::: Document excerpt :::

Maroh is an exceptional artist with an honest illustrative style that highlights the beauty, the grotesque and the humanity that can be found in everyday life. Maroh has a natural flair for storytelling with each panel a quiet revelation of hope, pain, loneliness, and love. I really loved chapter 14, The Ghost of Illness, chapter 16, In the Heat of the Club. Sait Catherine Street East, and Charlene’s perspective in chapter 6, Fantasies of the Hypothetical. Maroh did an exceptional job depicting her characters with disabilities (which included a wheelchair user, a person who develops blindness and two men who use sign language), and presents sex as something awkward, humorous and tender. I also really enjoyed the diversity of bodies: slim, curvy, freckled, hairy.

::: Recorded information :::

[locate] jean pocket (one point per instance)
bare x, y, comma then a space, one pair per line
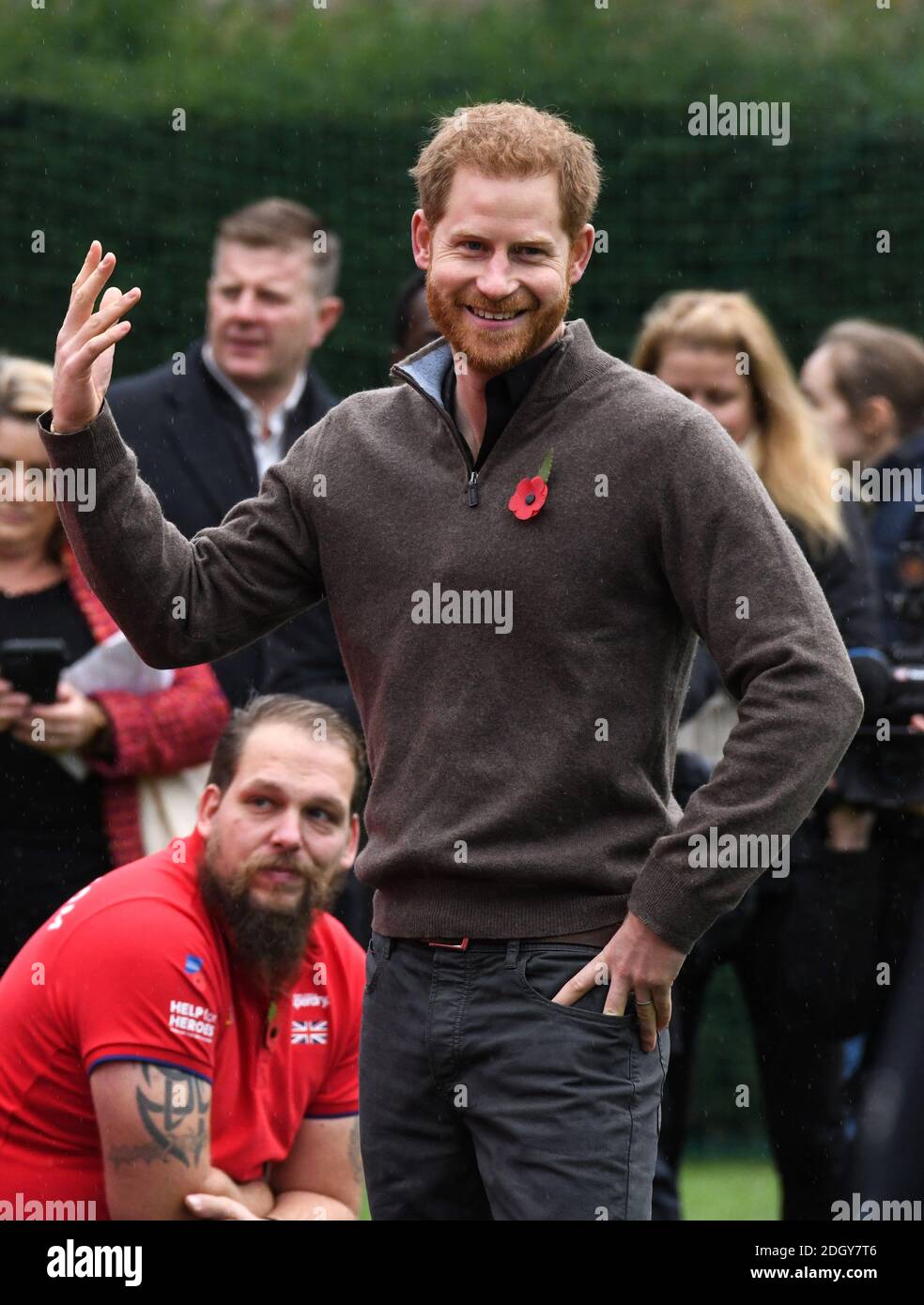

:::

• _Directives_:
1. In the review, which chapter number is titled Fantasies of the Hypothetical, and whose perspective does it present?
2. Using the review, explain why it calls Maroh an exceptional artist.

• _Outputs for the tasks_:
1. Chapter 6, which presents Charlene's perspective.

2. Maroh has an honest illustrative style that highlights the beauty, the grotesque and the humanity found in everyday life. The review adds that Maroh has a natural flair for storytelling, with each panel a quiet revelation of hope, pain, loneliness and love.